#### [Required actions]
[1] Condense the paragraph of the study excerpt below that begins "Lockdown affected participants’ working lives" into a short bulleted list that keeps its main facts.
[2] From the study excerpt, output word for word the part that opens with the words containing "The sample included" and closes with "least one room).".

#### [Document excerpt]
= = =
The sample included a broad spectrum of income levels as well as comparable numbers by gender (twelve women and thirteen men), household smoking status (twelve all-smoking households and thirteen mixed status households). Nine participants were non-smokers and sixteen smoked; four lived alone, nine lived in all-adult households and twelve lived in households with school age/younger children. Fourteen participants lived in homes with access to private outdoor space such as a garden, yard, or balcony, and eleven did not. Sixteen participants lived in homes with smoke-free rules, and nine lived in homes where smoking was permitted (in at least one room).
Lockdown affected participants’ working lives in a number of ways. Fifteen participants continued in employment during lockdown: two carried on working with little change; seven were required to work from home; and six were furloughed. One participant who was self-employed ceased working during lockdown unsupported, and two participants were unemployed, one of whom lost his job during full lockdown. Of the remaining seven participants, six were retired, and one was a full-time carer for his wife.
= = =
#### [Study material]
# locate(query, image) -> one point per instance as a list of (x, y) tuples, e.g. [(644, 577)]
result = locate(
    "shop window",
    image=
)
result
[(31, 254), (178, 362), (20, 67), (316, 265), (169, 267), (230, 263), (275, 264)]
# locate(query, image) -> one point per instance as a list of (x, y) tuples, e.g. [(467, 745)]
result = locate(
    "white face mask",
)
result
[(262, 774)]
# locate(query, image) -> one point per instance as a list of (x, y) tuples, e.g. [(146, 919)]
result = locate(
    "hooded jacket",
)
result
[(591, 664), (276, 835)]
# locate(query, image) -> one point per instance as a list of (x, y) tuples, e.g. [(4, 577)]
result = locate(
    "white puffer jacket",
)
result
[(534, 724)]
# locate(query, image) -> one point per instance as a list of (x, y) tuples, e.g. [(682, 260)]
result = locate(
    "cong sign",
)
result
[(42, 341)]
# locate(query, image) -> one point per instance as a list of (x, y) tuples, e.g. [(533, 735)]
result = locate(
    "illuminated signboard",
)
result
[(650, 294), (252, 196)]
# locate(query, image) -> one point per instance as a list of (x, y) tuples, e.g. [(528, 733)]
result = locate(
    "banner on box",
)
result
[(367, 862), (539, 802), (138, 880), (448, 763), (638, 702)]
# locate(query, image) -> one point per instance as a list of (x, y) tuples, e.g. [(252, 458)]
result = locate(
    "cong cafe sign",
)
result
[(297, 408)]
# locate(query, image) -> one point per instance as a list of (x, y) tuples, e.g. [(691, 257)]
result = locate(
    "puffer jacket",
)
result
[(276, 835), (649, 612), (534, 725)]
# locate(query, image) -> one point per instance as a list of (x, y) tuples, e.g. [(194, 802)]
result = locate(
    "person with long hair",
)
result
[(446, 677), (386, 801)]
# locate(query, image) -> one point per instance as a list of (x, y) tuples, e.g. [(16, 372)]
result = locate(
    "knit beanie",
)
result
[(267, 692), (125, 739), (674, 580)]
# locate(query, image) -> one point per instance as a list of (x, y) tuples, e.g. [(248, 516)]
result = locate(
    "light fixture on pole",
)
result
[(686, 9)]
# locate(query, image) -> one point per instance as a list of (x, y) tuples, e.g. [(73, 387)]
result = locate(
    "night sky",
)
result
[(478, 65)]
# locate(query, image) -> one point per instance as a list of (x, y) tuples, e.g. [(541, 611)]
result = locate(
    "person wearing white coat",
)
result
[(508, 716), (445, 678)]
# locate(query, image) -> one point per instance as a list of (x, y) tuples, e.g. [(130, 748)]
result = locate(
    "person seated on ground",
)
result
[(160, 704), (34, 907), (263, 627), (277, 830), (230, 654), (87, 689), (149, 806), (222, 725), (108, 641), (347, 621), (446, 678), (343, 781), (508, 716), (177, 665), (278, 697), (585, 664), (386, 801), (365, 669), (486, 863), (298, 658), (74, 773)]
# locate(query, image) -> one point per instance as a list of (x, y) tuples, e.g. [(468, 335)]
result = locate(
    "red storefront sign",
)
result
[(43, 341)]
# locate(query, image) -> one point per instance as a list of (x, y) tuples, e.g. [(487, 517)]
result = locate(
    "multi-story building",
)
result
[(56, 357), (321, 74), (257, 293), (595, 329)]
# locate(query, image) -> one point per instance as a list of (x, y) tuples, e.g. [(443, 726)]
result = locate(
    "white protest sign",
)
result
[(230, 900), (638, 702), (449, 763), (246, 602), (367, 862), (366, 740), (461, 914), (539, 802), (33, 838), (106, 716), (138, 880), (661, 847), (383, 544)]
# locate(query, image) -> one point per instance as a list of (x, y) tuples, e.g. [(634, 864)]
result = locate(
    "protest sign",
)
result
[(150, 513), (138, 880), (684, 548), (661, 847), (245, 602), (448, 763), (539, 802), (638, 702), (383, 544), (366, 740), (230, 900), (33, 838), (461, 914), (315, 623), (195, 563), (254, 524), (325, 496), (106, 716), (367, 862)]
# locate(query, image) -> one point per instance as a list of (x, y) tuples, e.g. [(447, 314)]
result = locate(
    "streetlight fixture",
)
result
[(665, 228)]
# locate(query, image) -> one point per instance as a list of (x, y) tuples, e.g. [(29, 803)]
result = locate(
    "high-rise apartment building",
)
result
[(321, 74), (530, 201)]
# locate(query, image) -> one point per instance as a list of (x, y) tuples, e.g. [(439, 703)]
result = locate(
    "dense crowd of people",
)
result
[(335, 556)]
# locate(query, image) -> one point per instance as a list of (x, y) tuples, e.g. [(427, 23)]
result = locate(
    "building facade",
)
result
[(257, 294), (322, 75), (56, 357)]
= = =
#### [Problem solutions]
[1]
- Lockdown affected participants' working lives in several ways.
- Fifteen participants stayed employed during lockdown: two worked with little change, seven had to work from home, and six were furloughed.
- One self-employed participant stopped working during lockdown without support.
- Two participants were unemployed, and one of them lost his job during full lockdown.
- Of the remaining seven, six were retired and one was a full-time carer for his wife.

[2]
The sample included a broad spectrum of income levels as well as comparable numbers by gender (twelve women and thirteen men), household smoking status (twelve all-smoking households and thirteen mixed status households). Nine participants were non-smokers and sixteen smoked; four lived alone, nine lived in all-adult households and twelve lived in households with school age/younger children. Fourteen participants lived in homes with access to private outdoor space such as a garden, yard, or balcony, and eleven did not. Sixteen participants lived in homes with smoke-free rules, and nine lived in homes where smoking was permitted (in at least one room).